Lines of data
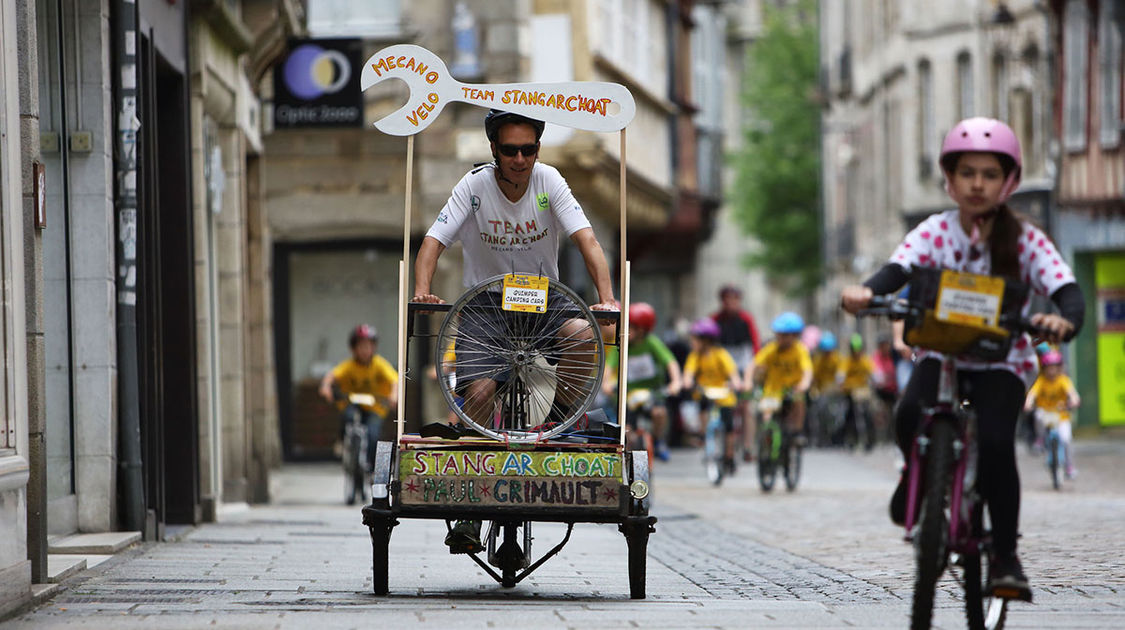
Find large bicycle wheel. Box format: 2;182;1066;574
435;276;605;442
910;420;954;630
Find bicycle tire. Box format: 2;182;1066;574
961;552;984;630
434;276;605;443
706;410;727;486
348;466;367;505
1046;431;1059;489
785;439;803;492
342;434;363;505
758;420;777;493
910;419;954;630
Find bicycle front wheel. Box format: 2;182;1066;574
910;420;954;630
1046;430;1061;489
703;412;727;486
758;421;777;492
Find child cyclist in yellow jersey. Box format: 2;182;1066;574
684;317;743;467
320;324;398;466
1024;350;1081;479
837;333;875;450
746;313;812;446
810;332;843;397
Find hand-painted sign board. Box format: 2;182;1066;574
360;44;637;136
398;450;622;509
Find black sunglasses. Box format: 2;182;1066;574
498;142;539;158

Job: Add 79 to each number in the answer box coordinates. Then write out again every line from the one containing "Find child cyclist" down to the end of the lines, with the requests included.

Exercise answer:
Find child cyclist in yellow jersey. Box format: 2;182;1066;574
763;396;822;546
399;403;477;545
1103;429;1160;558
916;412;954;529
825;392;891;525
889;411;922;476
Find hand-painted sign board. Box format: 2;182;1066;574
439;123;716;215
477;529;701;588
Find black sunglasses. Box format: 2;182;1066;574
577;221;618;237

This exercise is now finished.